Given records ->
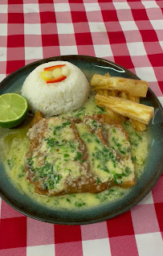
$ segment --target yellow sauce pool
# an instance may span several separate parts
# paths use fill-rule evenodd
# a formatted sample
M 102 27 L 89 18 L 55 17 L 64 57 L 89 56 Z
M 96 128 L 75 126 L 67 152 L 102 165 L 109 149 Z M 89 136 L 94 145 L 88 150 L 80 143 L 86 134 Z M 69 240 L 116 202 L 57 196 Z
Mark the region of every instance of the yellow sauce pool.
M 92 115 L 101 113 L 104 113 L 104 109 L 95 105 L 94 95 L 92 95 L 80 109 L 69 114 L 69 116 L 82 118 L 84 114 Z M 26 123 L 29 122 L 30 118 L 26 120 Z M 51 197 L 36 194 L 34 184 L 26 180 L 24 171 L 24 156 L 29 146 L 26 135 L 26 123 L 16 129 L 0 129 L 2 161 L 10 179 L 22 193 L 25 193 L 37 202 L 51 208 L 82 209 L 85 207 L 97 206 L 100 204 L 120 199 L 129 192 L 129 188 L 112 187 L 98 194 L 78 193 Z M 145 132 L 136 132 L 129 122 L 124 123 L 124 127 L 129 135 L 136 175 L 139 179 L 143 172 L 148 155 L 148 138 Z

---

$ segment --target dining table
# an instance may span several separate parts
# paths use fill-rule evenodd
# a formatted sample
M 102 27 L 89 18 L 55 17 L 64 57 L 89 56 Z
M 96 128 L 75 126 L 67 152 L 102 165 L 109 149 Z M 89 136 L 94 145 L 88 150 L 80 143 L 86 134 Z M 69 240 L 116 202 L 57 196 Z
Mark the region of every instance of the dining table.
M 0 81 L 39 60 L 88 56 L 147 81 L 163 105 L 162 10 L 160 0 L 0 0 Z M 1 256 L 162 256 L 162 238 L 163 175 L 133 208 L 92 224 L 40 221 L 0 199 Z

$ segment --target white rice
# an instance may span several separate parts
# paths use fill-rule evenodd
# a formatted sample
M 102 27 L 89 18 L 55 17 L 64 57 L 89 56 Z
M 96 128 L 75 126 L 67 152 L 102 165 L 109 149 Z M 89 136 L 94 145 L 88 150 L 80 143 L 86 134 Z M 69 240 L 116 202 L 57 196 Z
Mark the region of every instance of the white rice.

Written task -> Transcribe the lines exactly, beginning with the line containing "--target white rice" and continuing through the line containing "Mark the region of every instance of the white", both included.

Completed task ->
$ segment --target white rice
# an instance may span several separate parts
# paths use fill-rule evenodd
# a formatted sample
M 102 27 L 89 18 L 55 17 L 64 57 L 89 56 Z
M 96 128 L 75 126 L 67 152 L 102 165 L 109 149 Z M 89 136 L 94 145 L 88 150 L 80 143 L 86 134 Z M 69 240 L 116 202 L 57 196 Z
Mark the region of every instance of the white rice.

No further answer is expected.